Between 1975 and the eventual fall of Pol Pot’s Khmer Rouge in 1979, it’s estimated that at least 17,000 men, women and children were imprisoned, tortured and killed at Tuol Sleng Prison. It was transformed into a museum in 1980 after the invading Vietnamese liberated the prison that has been described as ‘demonstrating the darkest side of the human spirit’. Every prisoner was photographed and the images now cover the walls of the Tuol Sleng Museum as a stark and brutal reminder of the genocidal regime that decimated a country.
7. Elmina Castle
Elmina Castle was built by the Portuguese in 1482 as a trade settlement on the former Gold Coast – now modern-day Ghana – and it remains the oldest European building south of the Sahara desert. Its initial purpose was to offer safe haven to trade ships passing between Europe and Africa as well as protecting the Gold Coast’s vast gold reserves but in 1637 everything changed. The infamous Dutch slave trade started and the Europeans traded both commodities and human labour with the Brazilians and the Caribbean. It’s estimated that over 30,000 African men and women passed through Elmina Castle, never to return home.
They suffered the most horrific, humiliating and depraved conditions imaginable. Up to 1,500 men and women at a time would be kept shackled in cramped conditions before passing through the Door of No Return. They were then boarded onto ships bound for Brazil, the Caribbean and other Portuguese colonies as well as North and South America. The castle was designated a UNESCO World Heritage Site in 1972.
8. Old Melbourne Gaol
Old Melbourne Gaol opened in 1845 and during its 79 years of its operation most of Australia’s most dangerous criminals passed through its doors. The infamous Australian outlaw Ned Kelly – occupier of cell 113 – was convicted of murder and executed by hanging here in November 1880. Other infamous inmates included serial killer Frederick Bailey Deeming – suspected by some to be Jack the Ripper – and vicious gangster Squizzy Taylor.
Today the museum offers a fascinating insight in to the antipodean penal system with visitors able to view the cells filled with letters, memorabilia, personal effects and the gruesome death masks of condemned men and women. See the chilling gallows and regular dramatisations of Ned Kelly’s story and get yourself arrested at the adjacent City Police Watch House complete with a padded cell.

Region pointing records:
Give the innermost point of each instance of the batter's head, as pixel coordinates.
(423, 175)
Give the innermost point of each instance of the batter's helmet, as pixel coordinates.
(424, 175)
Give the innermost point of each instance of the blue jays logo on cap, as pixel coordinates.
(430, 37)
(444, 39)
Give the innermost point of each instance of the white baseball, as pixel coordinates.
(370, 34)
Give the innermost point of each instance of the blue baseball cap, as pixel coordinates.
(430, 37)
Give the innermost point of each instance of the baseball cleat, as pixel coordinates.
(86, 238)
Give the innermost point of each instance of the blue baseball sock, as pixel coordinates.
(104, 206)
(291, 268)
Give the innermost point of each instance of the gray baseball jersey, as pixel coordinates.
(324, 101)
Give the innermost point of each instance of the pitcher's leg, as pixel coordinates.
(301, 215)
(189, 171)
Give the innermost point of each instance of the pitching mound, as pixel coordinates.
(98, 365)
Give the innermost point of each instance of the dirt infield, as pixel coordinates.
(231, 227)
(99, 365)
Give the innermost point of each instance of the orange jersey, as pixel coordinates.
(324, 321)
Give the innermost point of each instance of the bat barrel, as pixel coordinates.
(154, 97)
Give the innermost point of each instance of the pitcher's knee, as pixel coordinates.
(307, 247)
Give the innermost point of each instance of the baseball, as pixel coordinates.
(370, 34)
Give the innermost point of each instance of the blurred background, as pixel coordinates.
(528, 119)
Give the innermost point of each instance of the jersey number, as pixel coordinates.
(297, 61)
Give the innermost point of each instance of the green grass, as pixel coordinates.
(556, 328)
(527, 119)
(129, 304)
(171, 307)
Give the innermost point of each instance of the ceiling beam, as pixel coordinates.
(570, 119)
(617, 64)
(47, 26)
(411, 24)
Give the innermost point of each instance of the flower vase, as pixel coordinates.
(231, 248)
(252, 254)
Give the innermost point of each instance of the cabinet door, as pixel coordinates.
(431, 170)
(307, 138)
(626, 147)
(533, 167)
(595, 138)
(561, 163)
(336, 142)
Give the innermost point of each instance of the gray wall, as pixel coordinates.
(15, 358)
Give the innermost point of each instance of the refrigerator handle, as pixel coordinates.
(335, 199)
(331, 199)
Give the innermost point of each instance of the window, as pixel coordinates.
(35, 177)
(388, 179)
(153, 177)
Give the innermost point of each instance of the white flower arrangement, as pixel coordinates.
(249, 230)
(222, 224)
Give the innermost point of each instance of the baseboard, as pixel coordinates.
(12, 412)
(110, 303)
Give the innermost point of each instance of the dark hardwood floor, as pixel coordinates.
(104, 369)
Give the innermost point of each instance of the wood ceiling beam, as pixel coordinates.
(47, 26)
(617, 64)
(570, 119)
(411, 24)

◆ Work task 1
For each statement below, say whether it agrees with the passage on the historic sites, answering yes or no and quoting the passage's deciding words exactly.
(a) Elmina Castle was built by the Dutch.
(b) Tuol Sleng was turned into a museum in 1980.
(c) Ned Kelly occupied cell 113 at Old Melbourne Gaol.
◆ Work task 2
Answer these questions from the passage on the historic sites.
(a) Up to how many men and women at a time were kept shackled at Elmina Castle?
(b) In what year did Old Melbourne Gaol open?
(c) In what year was Elmina Castle designated a UNESCO World Heritage Site?
◆ Work task 3
Extend the passage on the historic sites, picking up after its final sentence.
The records have no connection to the text.

◆ Reply 1
(a) No: "Elmina Castle was built by the Portuguese in 1482"
(b) Yes: "It was transformed into a museum in 1980"
(c) Yes: "occupier of cell 113"

◆ Reply 2
(a) Up to 1,500
(b) 1845
(c) 1972

◆ Reply 3
9. Robben Island
Robben Island, off the coast of Cape Town in South Africa was a notorious prison, best known for its internment of political prisoners during South African apartheid. It is best known as the home to not one but three former South African presidents, Kgalema Motlanthe, Jacob Zuma and, for 18 of his 27 years of incarceration, Nelson Mandela.
In addition to viewing the maximum security prison buildings, visitors can tour around the island and meet with a former Robben Island prisoner. A symbol of the most difficult and divisive era in South Africa’s history, Robben Island is arguably the most symbolic, evocative and important of all South African historic locations.
10. The Tower of London
Mention ‘The Tower’ in the past and it would have sent shivers down people’s spine, for though the Tower of London was used as a residence for monarchs of England, it was also used to imprison, torture and execute people who posed a serious threat to national security. It was here that famous historical figures – such as Anne Boleyn and Sir Thomas More – met their brutal end. It has been a prison for Scottish Kings and French Dukes to common thieves and a few politicians.
The Tower dates back to the 1070s and was originally designed as a fortress-stronghold used to protect England from conquering forces. As was intended, it’s one of the most popular and domineering visitor attractions in London.